The exercise >>
Arrange the data between the line containing "the window sill" and the line containing "[(173, 19)]", both included, as a JSON list of strings with one string per line and blank lines omitted.

Task material >>
+ + + +

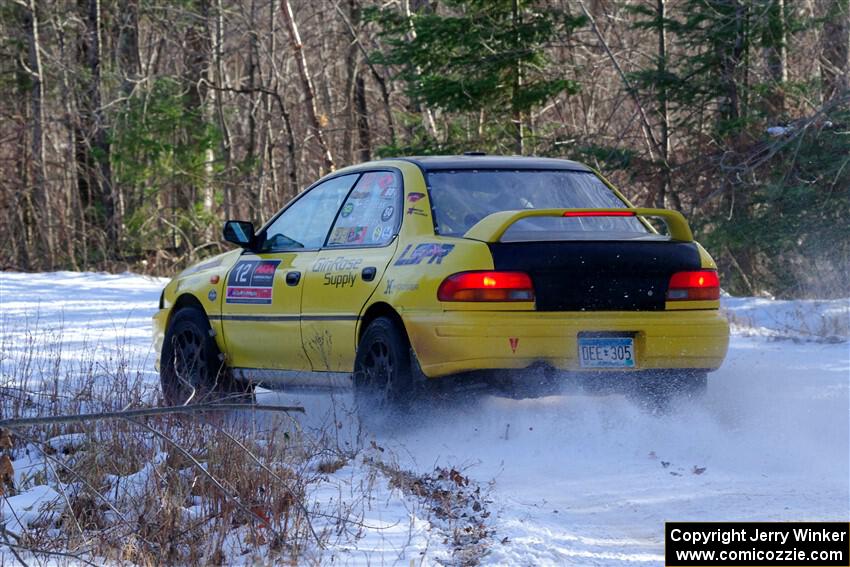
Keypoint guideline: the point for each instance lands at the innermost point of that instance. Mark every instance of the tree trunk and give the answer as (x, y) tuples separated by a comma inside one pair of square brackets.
[(775, 52), (835, 48), (663, 108), (198, 74), (96, 130), (39, 164), (307, 85), (364, 134), (519, 134)]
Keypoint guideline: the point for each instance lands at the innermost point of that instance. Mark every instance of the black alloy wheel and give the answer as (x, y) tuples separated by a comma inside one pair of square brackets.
[(382, 367), (191, 370)]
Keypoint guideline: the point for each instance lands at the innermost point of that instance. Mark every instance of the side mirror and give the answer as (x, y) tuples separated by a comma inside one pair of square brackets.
[(240, 233)]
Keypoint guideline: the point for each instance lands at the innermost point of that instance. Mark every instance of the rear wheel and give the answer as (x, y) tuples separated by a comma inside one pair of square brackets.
[(382, 367), (191, 369)]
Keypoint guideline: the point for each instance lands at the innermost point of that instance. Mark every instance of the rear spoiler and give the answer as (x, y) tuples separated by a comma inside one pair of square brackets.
[(492, 227)]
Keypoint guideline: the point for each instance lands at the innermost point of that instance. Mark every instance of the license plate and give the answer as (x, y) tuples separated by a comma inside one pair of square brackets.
[(606, 352)]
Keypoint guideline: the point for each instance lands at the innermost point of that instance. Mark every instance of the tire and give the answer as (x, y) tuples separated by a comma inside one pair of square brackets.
[(191, 369), (382, 368), (658, 391)]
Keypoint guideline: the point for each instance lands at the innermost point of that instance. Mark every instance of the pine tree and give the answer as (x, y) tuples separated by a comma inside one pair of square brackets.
[(482, 61)]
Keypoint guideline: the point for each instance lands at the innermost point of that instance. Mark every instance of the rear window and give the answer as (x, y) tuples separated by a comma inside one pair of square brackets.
[(461, 198)]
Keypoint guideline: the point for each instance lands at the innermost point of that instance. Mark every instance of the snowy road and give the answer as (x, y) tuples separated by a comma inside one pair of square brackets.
[(584, 480)]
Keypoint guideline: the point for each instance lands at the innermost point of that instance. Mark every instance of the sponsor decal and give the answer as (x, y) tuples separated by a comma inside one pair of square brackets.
[(385, 181), (341, 280), (251, 282), (387, 213), (434, 253), (339, 235), (339, 271), (356, 234), (338, 264), (394, 286)]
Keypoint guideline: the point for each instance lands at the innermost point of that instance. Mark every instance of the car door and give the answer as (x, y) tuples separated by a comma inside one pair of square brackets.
[(348, 269), (261, 312)]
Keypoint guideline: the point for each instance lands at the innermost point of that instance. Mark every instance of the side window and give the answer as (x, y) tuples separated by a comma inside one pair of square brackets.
[(371, 214), (306, 222)]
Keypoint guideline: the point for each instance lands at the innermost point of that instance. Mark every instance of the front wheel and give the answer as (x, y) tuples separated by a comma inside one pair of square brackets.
[(191, 367), (382, 367)]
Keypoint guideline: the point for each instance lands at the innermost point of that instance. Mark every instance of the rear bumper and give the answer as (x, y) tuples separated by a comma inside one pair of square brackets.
[(460, 341)]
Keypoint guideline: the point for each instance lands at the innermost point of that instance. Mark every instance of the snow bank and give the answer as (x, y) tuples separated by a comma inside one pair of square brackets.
[(800, 319)]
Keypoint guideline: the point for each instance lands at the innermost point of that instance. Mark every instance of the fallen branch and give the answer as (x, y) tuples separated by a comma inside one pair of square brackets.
[(142, 412)]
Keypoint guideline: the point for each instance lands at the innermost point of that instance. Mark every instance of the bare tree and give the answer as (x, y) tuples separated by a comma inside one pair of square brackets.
[(307, 84)]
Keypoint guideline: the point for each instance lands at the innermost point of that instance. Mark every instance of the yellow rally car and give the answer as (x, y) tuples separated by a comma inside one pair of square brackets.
[(404, 270)]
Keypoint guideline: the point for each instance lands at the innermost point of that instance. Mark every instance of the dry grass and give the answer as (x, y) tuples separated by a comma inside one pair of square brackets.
[(214, 489)]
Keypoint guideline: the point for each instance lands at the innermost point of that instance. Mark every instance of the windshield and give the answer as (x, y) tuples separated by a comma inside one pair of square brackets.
[(461, 198)]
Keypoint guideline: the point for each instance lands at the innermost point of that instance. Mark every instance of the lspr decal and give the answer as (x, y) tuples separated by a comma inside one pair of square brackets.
[(251, 282), (433, 253)]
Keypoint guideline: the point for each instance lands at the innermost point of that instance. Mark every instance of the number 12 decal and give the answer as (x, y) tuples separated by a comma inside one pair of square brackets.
[(251, 282)]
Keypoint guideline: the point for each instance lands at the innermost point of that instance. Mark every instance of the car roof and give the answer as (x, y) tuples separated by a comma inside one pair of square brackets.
[(430, 163)]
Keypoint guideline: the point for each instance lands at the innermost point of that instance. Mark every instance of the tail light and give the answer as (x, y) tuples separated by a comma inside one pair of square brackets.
[(694, 286), (487, 286)]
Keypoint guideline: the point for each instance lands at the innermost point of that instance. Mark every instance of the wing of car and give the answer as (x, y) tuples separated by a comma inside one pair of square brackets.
[(411, 269)]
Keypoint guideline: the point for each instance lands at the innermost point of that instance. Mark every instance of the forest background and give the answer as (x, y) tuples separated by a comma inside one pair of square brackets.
[(130, 129)]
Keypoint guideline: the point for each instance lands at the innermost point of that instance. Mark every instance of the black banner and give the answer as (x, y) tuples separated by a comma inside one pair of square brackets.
[(762, 544)]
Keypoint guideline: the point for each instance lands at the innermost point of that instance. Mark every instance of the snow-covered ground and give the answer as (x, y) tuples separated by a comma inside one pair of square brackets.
[(567, 479)]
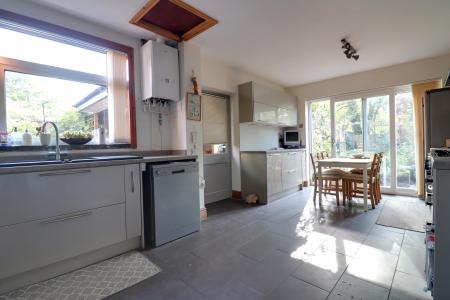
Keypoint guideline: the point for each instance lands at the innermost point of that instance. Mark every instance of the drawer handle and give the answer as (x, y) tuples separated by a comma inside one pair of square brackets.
[(65, 173), (66, 218)]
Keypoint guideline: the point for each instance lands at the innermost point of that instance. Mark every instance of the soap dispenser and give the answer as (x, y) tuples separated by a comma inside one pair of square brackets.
[(27, 139)]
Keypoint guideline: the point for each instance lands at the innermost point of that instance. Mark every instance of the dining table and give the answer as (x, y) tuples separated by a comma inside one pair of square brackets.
[(351, 163)]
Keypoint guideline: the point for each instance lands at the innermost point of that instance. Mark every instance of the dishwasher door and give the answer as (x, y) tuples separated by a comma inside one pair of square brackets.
[(175, 201)]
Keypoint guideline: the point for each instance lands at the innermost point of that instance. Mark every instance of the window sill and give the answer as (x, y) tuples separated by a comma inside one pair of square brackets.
[(4, 148)]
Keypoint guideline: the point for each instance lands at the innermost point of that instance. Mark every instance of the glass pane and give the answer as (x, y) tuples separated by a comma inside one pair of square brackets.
[(378, 133), (39, 50), (406, 152), (320, 126), (349, 133), (75, 106)]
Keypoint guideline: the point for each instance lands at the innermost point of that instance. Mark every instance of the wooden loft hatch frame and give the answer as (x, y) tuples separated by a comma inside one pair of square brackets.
[(173, 19)]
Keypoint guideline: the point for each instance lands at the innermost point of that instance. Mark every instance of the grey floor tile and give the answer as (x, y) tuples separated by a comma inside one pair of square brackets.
[(264, 244), (412, 260), (305, 245), (414, 238), (408, 287), (267, 275), (236, 290), (352, 288), (246, 252), (345, 242), (161, 286), (384, 243), (323, 269), (296, 289), (373, 265)]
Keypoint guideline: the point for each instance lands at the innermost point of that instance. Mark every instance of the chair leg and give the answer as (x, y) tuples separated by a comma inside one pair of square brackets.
[(316, 182), (337, 191), (371, 193), (343, 192)]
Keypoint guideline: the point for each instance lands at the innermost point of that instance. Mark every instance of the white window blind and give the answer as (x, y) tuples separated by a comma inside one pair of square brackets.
[(215, 120)]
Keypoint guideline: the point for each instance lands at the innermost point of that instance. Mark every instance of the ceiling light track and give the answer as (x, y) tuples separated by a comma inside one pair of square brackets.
[(349, 51)]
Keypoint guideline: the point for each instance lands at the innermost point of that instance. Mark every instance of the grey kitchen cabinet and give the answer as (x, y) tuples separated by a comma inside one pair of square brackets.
[(260, 104), (133, 200), (274, 174), (290, 170), (48, 217), (271, 175), (32, 196), (30, 245)]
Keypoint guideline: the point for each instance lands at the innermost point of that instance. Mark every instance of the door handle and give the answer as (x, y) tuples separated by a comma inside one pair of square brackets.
[(66, 218), (65, 173), (178, 171)]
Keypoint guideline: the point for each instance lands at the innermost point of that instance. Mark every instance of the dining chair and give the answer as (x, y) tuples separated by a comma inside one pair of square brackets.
[(331, 179), (377, 177), (353, 183)]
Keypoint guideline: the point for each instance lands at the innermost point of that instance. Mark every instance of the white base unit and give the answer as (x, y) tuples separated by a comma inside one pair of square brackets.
[(31, 245), (272, 175), (50, 217)]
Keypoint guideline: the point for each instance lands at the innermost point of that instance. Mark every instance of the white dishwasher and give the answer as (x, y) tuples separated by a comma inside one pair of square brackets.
[(172, 207)]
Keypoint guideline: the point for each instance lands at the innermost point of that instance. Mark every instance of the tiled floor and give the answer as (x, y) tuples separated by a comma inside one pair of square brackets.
[(288, 250)]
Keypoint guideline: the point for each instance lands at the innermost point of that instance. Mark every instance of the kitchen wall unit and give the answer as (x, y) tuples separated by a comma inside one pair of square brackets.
[(272, 174), (267, 106), (52, 216)]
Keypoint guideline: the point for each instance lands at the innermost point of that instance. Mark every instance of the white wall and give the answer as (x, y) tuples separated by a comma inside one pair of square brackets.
[(402, 74), (146, 140), (218, 77)]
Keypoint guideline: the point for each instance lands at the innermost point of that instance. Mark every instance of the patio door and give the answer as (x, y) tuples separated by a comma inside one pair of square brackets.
[(367, 123)]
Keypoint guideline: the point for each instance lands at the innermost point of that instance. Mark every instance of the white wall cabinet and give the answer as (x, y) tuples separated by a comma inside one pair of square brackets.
[(272, 175), (47, 217), (263, 105)]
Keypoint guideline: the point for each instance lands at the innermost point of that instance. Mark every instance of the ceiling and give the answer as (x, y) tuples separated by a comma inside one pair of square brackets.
[(295, 42)]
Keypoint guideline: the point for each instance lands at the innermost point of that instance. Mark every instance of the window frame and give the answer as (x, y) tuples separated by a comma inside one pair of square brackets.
[(71, 37)]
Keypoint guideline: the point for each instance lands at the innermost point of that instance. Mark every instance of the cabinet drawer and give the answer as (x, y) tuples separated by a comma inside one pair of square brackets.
[(35, 244), (32, 196), (290, 178)]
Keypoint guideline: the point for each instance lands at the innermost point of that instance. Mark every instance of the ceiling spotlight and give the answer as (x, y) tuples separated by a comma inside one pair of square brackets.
[(349, 51)]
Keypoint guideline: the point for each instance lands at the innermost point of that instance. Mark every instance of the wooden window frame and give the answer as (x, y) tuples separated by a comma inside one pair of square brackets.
[(87, 38)]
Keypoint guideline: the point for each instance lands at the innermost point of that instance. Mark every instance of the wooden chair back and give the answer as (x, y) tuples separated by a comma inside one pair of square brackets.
[(314, 164)]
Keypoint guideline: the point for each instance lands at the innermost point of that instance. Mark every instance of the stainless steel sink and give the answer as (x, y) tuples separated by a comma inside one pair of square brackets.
[(65, 161)]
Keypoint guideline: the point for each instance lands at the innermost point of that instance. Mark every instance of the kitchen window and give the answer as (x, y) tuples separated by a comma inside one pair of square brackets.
[(80, 82)]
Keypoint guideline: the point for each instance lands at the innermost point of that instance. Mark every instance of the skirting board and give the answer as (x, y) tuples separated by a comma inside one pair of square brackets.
[(53, 270), (203, 214)]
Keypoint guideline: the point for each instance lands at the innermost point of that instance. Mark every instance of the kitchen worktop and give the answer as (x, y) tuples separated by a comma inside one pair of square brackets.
[(93, 163), (273, 150)]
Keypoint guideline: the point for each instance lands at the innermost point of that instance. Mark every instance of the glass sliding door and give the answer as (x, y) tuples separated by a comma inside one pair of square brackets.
[(348, 128), (320, 126), (405, 141), (369, 123), (377, 133)]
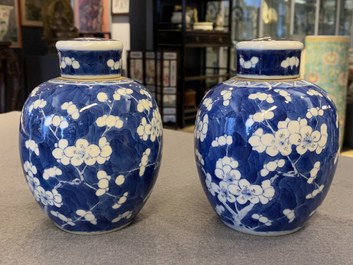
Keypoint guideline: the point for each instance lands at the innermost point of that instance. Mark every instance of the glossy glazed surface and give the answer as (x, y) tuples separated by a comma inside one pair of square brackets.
[(275, 64), (266, 152), (90, 151)]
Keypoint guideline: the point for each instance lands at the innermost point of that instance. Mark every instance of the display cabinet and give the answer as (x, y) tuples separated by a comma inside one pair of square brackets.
[(291, 18), (203, 50)]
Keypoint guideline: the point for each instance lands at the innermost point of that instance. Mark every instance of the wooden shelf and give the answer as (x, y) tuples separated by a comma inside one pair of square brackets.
[(203, 77)]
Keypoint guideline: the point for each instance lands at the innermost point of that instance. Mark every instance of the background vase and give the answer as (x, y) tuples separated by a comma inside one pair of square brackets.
[(4, 20), (90, 140), (326, 65)]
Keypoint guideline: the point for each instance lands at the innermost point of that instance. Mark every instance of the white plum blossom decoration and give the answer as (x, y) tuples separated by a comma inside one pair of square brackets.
[(71, 109), (87, 215), (35, 91), (314, 112), (51, 172), (103, 182), (145, 93), (264, 115), (126, 215), (220, 209), (30, 169), (38, 104), (272, 166), (307, 139), (313, 92), (67, 61), (290, 62), (250, 63), (227, 95), (156, 125), (110, 121), (290, 132), (244, 192), (144, 161), (114, 65), (144, 105), (315, 192), (199, 157), (314, 171), (289, 214), (122, 92), (222, 140), (82, 152), (226, 169), (33, 146), (262, 219), (121, 201), (151, 130), (102, 97), (208, 102), (144, 129), (262, 96), (52, 198), (212, 187), (202, 127), (56, 121)]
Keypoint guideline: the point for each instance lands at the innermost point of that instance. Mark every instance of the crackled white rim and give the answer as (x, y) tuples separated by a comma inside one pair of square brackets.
[(267, 77), (90, 77), (270, 45), (89, 44)]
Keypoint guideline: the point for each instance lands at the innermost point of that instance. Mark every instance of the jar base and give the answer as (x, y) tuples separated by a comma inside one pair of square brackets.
[(258, 233), (94, 232)]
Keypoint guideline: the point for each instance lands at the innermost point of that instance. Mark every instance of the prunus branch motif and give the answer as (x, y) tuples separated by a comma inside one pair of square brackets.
[(83, 154), (237, 195)]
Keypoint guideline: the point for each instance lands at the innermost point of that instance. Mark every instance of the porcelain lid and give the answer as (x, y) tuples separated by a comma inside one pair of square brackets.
[(90, 58), (89, 44), (268, 59)]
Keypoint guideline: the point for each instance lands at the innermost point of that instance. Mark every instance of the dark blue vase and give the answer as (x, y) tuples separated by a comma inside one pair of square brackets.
[(90, 140), (266, 142)]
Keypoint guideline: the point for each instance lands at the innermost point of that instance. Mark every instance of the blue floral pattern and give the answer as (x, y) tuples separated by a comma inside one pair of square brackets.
[(266, 152), (91, 151)]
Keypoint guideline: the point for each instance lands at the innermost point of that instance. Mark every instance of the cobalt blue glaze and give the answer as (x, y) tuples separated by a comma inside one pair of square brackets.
[(268, 62), (90, 151), (266, 152), (81, 62)]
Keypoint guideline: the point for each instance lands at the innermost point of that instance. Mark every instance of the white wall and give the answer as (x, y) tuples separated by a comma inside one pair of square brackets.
[(120, 29)]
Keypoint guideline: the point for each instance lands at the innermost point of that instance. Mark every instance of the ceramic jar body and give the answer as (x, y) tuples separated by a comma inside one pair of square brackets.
[(90, 151), (266, 152)]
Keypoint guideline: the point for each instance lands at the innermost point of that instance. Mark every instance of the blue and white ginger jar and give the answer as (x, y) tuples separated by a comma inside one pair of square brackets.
[(90, 140), (266, 142)]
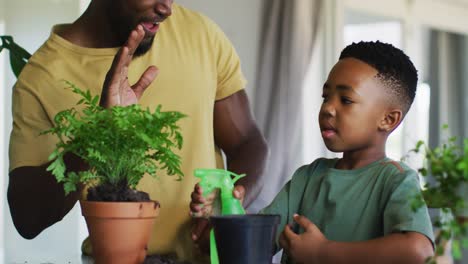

+ + + +

Exercise answer >>
[
  "Keypoint guideline: the point for each instance lands at the innermost point of that instance. Mark every instance of the window sill and give the answer as (x, y) tuples separated by a comma inside one pair of square brackets.",
  "[(4, 148)]",
  "Keypoint guideline: the point for each instance lands at the innermost point of that instance. Mark every instance of the glass pane and give the answer as (x, y) tuples separated by a comma inside one pair of square brackets.",
  "[(378, 133), (39, 50), (406, 152), (320, 126), (349, 133), (75, 106)]",
  "Keypoint guideline: the point for each instance lands at the innermost point of that instance. Mark every instance of the wooden loft hatch frame and give the answer as (x, y) tuples separated by a comma inside one pair of square brackets.",
  "[(173, 19)]"
]